* _Records for the task_:
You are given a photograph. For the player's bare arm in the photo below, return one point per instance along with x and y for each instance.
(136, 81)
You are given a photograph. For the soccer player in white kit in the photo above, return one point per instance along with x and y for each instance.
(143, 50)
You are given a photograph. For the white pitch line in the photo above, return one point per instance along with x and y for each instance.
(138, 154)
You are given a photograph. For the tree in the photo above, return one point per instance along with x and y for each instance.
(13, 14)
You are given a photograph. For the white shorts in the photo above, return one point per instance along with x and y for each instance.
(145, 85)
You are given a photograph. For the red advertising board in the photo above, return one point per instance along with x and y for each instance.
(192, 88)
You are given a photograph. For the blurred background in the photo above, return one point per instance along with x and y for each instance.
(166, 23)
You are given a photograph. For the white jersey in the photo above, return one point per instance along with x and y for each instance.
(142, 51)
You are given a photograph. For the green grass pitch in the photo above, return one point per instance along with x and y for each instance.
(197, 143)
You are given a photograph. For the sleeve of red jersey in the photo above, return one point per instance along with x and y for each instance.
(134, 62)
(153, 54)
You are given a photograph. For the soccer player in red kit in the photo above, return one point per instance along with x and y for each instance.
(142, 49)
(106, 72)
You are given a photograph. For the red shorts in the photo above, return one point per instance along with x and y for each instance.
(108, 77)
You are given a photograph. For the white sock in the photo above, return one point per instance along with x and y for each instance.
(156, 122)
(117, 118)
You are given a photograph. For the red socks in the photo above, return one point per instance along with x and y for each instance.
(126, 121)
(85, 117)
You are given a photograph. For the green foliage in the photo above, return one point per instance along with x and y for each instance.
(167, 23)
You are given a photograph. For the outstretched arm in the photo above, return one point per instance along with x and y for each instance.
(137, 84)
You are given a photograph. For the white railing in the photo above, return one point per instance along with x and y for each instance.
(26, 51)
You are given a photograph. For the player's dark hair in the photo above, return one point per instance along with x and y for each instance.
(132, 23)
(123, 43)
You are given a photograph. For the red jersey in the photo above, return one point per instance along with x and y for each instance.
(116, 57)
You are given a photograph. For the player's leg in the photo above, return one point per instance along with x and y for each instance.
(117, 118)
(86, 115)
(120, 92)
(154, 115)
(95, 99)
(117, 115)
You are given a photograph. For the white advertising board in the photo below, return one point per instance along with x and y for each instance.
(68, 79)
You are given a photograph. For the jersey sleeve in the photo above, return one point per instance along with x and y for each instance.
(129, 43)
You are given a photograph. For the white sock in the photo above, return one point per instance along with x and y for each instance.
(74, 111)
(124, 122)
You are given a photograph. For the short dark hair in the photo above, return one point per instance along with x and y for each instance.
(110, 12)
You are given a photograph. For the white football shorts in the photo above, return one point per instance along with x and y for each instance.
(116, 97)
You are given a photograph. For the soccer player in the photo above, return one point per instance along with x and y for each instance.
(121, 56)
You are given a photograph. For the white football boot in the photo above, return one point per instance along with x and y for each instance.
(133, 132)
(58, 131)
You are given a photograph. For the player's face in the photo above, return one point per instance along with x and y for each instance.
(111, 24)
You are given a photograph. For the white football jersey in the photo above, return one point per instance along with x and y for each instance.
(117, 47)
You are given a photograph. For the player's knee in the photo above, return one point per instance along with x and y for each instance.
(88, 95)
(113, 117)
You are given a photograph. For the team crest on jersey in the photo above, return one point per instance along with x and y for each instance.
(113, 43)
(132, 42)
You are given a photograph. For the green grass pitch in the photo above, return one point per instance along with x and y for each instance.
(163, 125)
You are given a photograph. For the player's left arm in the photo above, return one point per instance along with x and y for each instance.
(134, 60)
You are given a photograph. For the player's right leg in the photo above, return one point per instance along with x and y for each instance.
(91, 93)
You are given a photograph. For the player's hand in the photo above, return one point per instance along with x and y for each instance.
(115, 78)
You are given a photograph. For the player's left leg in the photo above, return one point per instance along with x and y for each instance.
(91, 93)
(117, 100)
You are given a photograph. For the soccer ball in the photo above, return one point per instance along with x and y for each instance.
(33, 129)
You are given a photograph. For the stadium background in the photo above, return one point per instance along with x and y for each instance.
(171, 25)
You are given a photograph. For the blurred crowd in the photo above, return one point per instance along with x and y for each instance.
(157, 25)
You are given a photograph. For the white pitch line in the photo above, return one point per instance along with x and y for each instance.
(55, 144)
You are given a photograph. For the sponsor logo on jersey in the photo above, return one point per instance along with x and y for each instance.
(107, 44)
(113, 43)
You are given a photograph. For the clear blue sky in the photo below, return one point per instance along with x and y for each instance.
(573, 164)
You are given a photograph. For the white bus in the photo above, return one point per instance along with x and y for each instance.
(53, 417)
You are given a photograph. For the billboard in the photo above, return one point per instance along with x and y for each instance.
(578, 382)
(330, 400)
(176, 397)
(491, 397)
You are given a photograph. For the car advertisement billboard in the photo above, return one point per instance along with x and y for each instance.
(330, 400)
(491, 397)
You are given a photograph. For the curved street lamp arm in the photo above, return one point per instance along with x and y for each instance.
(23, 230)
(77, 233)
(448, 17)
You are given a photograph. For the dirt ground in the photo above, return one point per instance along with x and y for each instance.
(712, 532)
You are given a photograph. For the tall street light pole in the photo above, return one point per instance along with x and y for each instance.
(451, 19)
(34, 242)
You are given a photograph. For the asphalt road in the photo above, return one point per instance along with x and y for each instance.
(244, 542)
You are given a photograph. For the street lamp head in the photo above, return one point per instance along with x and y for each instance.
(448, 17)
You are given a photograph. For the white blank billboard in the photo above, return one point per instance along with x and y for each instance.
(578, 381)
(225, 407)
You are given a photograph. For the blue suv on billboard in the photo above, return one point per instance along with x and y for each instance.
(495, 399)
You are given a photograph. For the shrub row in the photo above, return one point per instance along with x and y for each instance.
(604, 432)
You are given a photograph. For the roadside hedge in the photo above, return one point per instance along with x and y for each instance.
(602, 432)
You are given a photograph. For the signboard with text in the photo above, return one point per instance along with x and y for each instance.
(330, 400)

* _Assignment_:
Would you give the material above again, complete and exact?

* _Written response_:
You are given a photograph. For the player's bare arm in the photo below, return one point per instance along with x and y for each instance.
(136, 81)
You are given a photograph. For the soccer player in white kit in the photo above, return one point per instance along with x and y for each instance.
(143, 50)
You are given a photograph. For the white pitch line in the photo above, return one point per instance along with x and y for each instance.
(138, 154)
You are given a photograph. For the tree in the photo above, return one point per instance along with x and y for each instance.
(13, 14)
You are given a photograph. For the white shorts in the photo above, return one point per instance along with x and y for each instance.
(145, 85)
You are given a photograph. For the red advertising board in the photo above, return one point per instance along with x and y for each instance.
(192, 88)
You are given a photograph. For the blurred background in the photo above, return one point per instance along with x and y for each instance.
(166, 23)
You are given a photograph. For the white jersey in the photo above, return one point per instance along with x and y for each instance.
(142, 51)
You are given a photograph. For the green grass pitch in the photo above, return one point per instance along with x and y for each instance.
(197, 143)
You are given a photograph. For the sleeve of red jersey in the photo above, return one point per instance along with x and y for each instance.
(134, 62)
(153, 54)
You are given a photograph. For the soccer player in red kit in the photo above, return one point per instance along with x and y for each instance.
(142, 49)
(106, 72)
You are given a photograph. For the red shorts in the photo above, return one point per instance along with x and y for each instance.
(108, 77)
You are given a photograph. For the white sock in the photo above, return one point per instance along with x and y for each instance.
(156, 122)
(117, 118)
You are given a photograph. For the red socks in the photo above, return one point per instance along with x and y for each instance.
(126, 121)
(85, 117)
You are given a photograph. For the green foliage in the photo above, return one point per instance along with x and y for each instance.
(167, 23)
You are given a photograph. For the outstretched arm in the photo above, return one point per instance along with x and y for each instance.
(137, 84)
You are given a photograph. For the white railing in the photo above, return one point per instance along with x and y for each instance.
(26, 51)
You are given a photograph. For the player's dark hair in the photo above, return one point per instance along with x and y for each instance.
(132, 23)
(123, 43)
You are given a photograph. For the red jersey in the photo above, return one point per instance along with x and y for each instance.
(116, 57)
You are given a photograph. For the player's leg in the photo above, return one point per instance along with x and y for each instance.
(117, 118)
(86, 115)
(120, 92)
(154, 115)
(95, 99)
(117, 115)
You are given a photograph. For the white advertising board in the photo below, return one point per instance along with x and y for each instance.
(68, 79)
You are given a photograph. For the jersey sleeve in the photo above, return one point per instance along with x and y for each instance.
(129, 43)
You are given a photograph. For the white sock in the photo above, return one point per instance along with x and y for each instance.
(74, 111)
(124, 122)
You are given a photograph. For the short dark hair in the photo above, return one point per instance along with x and y for each instance.
(110, 12)
You are given a photograph. For the white football shorts in the photo above, return one point per instance along with x and y for each instance.
(116, 97)
You are given a photograph. For the soccer player in the photo above, return one point per instance along with x and y for each instance.
(121, 56)
You are given a photograph. For the white football boot in the photo above, return one point per instance along with x and y for each instance.
(133, 132)
(58, 131)
You are given a photograph. For the player's face in the photo above, return one point per instance along with x and y for each instance.
(111, 24)
You are given a photograph. For the white football jersey in the photo above, return one point per instance along with x and y for each instance.
(117, 47)
You are given a photograph. For the player's knee in the photo above, return one point per instance along with x and y for each instance.
(88, 95)
(113, 117)
You are given a photograph. For the team crest on jersey in the photo above, return one point per instance along with x and y for each instance.
(113, 43)
(132, 42)
You are given a photograph. For the green grass pitch in the photo above, return one point per instance along with x and y for each instance.
(163, 125)
You are given a photograph. For the player's left arm in the photo above, return one point per instance along with x and y for each instance.
(134, 60)
You are given a photograph. For the player's right leg in the photo above, return one point per instance along with x and y for each instance.
(91, 93)
You are given a photograph. For the player's hand in the photo above, return one point per instance along with x and y for each instance.
(115, 78)
You are given a photograph. For the player's left leg in the photo above, return one point per instance along with x and y for each instance.
(91, 93)
(117, 100)
You are given a photograph. For the soccer ball in the photo above, return one point per instance along with x and y for each instance.
(33, 129)
You are given a photograph. For the stadium background in the photo above, return one point per instance along with x and y for each instance.
(171, 25)
You are given a photograph. For the blurred crowd in the photo above, return one point per instance along with x and y for each instance.
(157, 25)
You are given a photograph. For the white pitch line in the photo above, return one point per instance along with x and y for each instance.
(55, 144)
You are given a photograph. For the sponsor logo on jersey in the photo above, return one point per instance along with x and y for each instance.
(107, 44)
(113, 43)
You are given a photograph. For the clear blue sky in the photo below, return one point per instance along with x and y for each instance.
(573, 164)
You are given a photograph. For the white bus in the photo above, return one point per instance along with x and y for each instance.
(53, 417)
You are given a photograph. For the billboard in the photo above, return one point per instance along with x and y for each instance.
(578, 382)
(330, 400)
(176, 397)
(491, 397)
You are given a photograph. For the car advertisement billboard in the photo above, return one point per instance along with x and y for each instance.
(330, 400)
(491, 397)
You are given a photograph. For the curved street lamp arm in the photo above, return one point per instance along with x and y for each instance.
(23, 230)
(77, 233)
(448, 17)
You are given a photograph. For the dirt ground in the photo above, return one point per instance along with x and y for each instance.
(712, 532)
You are given a photograph. For the tall street light pole in the photo above, return one point per instance along with x and y for each instance.
(451, 19)
(34, 242)
You are given a photograph. For the asphalt road in the photo above, return one point per instance along with x and y for each instance.
(244, 542)
You are given a photograph. For the street lamp head in the photo above, return one point per instance along with x and y for each instance.
(448, 17)
You are given a photograph. For the white blank billboard in the photo above, return one point per instance along with x and y for each instance.
(578, 381)
(225, 407)
You are given a photograph. For the blue suv on billboard in the photo above, return one point per instance along with x and y for each instance.
(495, 399)
You are given a photograph. For the shrub row in the photo above, return one point per instance along with x and y for each instance.
(604, 432)
You are given a photograph. For the roadside hedge in the photo above, return one point per instance along with x and y for each instance.
(602, 432)
You are given a photograph. For the signboard with text in the photo above, return one point per instance along with x and y for each instance.
(330, 400)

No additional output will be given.